Analytica 4.2 beta Release Notes/Changes in 4.2.3


Patch Release 4.2.3

This page describes some speed improvements, fixes to major bugs, and a few enhancements in patch release 4.2.3 since the previous 4.2.2 patch.

You don't need a new license or activation key to install 4.2.3 if you already have a previous release of 4.2 installed.

We encourage you to install this patch to upgrade from 4.2.2 to 4.2.3. It should take only a minute or two. It has no features that might "break" existing models, and fixes some important bugs. The small enhancements described below should be icing on the cake.

Known Problems with this Patch

  • On a small percentage of computers, maximized diagram windows go blank (don't repaint) after performing a variety of operations. So far this has been observed only on 2 cases we've heard about. It does not occur on those as long as you don't display your windows in maximized mode. It might depend on where your application window is located on the screen, so that if you move your app to the top-left it goes away. We're not yet positive that the issue is new to 4.2.3 -- it is starting to look like it may have always been present in earlier releases but just reported immediately following the release. We are working hard to reproduce it in-house.
  • After you install, please check the Edit→Maintain Recovery Info preference setting and ensure that it is checked. There is a possibility that this might get turned off when upgrading.

Download

The patch can be downloaded from:

If you've previously activated a 4.2 license, just leave the activation key blank when running the installer. The previous activation will still be valid.

If all required information is available to the installer, you will be provided with an express install option.

Analytica Wiki integration

More and more the Analytica Wiki is becoming the primary reference for Analytica modelers. As we progress, Analytica is becoming more and more integrated with this Wiki, and this patch release includes several steps in that direction.

  • There is a new item on the Help menu: Wiki login info.... If you didn't enter it during the install, or if you change your Wiki password, you can enter it here. Then when you click on a Wiki link inside Analytica, Analytica will automatically log you into the Wiki, saving you from having to type and remember your user name and password. If you've forgotten your user name, a link on that dialog takes you to a page that helps you find it. If you've forgotten your password, there is a link for that on the Analytica Wiki main page.
  • When running the installer, after entering your email address, etc., the installer will communicate with Lumina's system to find your Wiki user name automatically, or to automatically create a new Wiki account for you if you are a new user with active support. This helps you stay connected to the Analytica Wiki.
  • Most error messages will now show a "more information" link on the error dialog. Clicking that link will jump to a page on the Analytica Wiki dedicated specifically to that error message. On the Wiki there is plenty of room to provide in-depth information on mistakes or conditions, including non-intuivitive that might cause this particular error. Since you, as a user of Analytica with active support, can edit the Wiki, we invite you to make notes right on those pages about your own experiences when you solve problems and figure out why an unexpected error was occurring. We've added content and commentary for most error messages, and hope you help us improve this over time for the benefit of yourself and all other Analytica users.

Provided material:
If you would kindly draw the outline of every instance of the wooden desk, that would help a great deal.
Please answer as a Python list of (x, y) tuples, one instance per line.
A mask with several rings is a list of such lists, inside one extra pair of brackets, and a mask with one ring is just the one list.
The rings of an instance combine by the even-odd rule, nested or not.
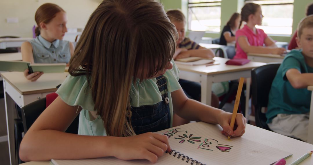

What the exercise asks:
Pick up the Analytica 4.2.3 release notes above from the point where they stop, and continue them.

Result of this exercise:
User Interface

GUI while computation is in-progress

Previously, you could cause Analytica to hang or crash if you made changes while Analytica was computing a result. It now prevents you from making such changes while computation is in-progress. In general, you can browse your model, but can't changes it until the computation terminates. Some highlights:

  • The Result button (Result button 1.1.jpg) changes to a stop-sign button while computating. This provides a visual indication that a computation is in-progress. Pressing the Stop button ends the computation, just like Ctrl+Break.
  • Similarly, while computing, the Result menu contains a Stop computation option.
  • Menu items and toolbar buttons that can't be used are disabled during computation.
  • When you close the result window whose value you requested while it is calculating, it will abort the computation, as if you pressed Ctrl+Break. Closing other windows, including result windows, will not have this effect.
  • Several GUI-operations now automatically end a computation, including exiting Analytica, selecting New', Open, Save, Save As..., Save a copy in..., Close Model, or recent files from the File menu.
  • Manipulations that change the model, including diagram manipulations, are disabled while computing (as in Browse mode).
  • A small computation in-progress icon in the top-left corner of the typescript window also provides a visual indication.
  • Input and Output controls on diagrams are disabled while computing.
  • Attribute entry and controls in the attribute pane or object window are in a disabled state while computing.
  • Better handling of choice controls on diagrams when the choice control's index needs to be computed.
When a choice control on a diagram uses a computed index, the index needs to be computed for the diagram to display. When that computation is lengthy, this would cause the UI to hang, unable to complete the redraw, but now handles it gracefully by drawing "«computing»" in place of the pulldown. If the computation results in an error or is aborted by the user, the control displays as a Refresh button.
  • There were several conditions that could lead to application crashes if you did much while a computation was in-progress. Operations that would cause a diagram to "re-synch" to changes, or closing windows when a GUI command was pending, would often cause crashes. Veteran Analytica users, I think, would often learn not to fool with it too much while the computation was in-progress for this reason. This patch fixes an underlying architectural flaw in the underlying UI-toolkit used by Analytica that caused these problems, making it now quite stable even if you are doing stuff while the computation is in-progress.
  • When you are loading a model and press Stop (or abort) while it is Checking Definitions, this now aborts the entire checking definitions phase. Formerly it only aborted the parsing of the variable it was working on when you pressed the button. Also, if you press Stop while it is in the reading phase, a warning is displayed about the model being only partially read.

Module hierarchy breadcrumbs

The option Show module hierarchy from the Edit→Preferences dialog causes a hierarchy stripe to appear along the top of each diagram window. This hierarchy stripe now shows a much more useful list of module ancestors, from Main model on the left to current module on the right, sometimes known as " bread crumbs". You can click any ancestor to open its diagram. You can press on the triangle to the left of each ancestor to get a pulldown tree listing its submodules, enabling you to move around a large model much more easily.

If you have a large model with many levels, you will find this feature extremely useful.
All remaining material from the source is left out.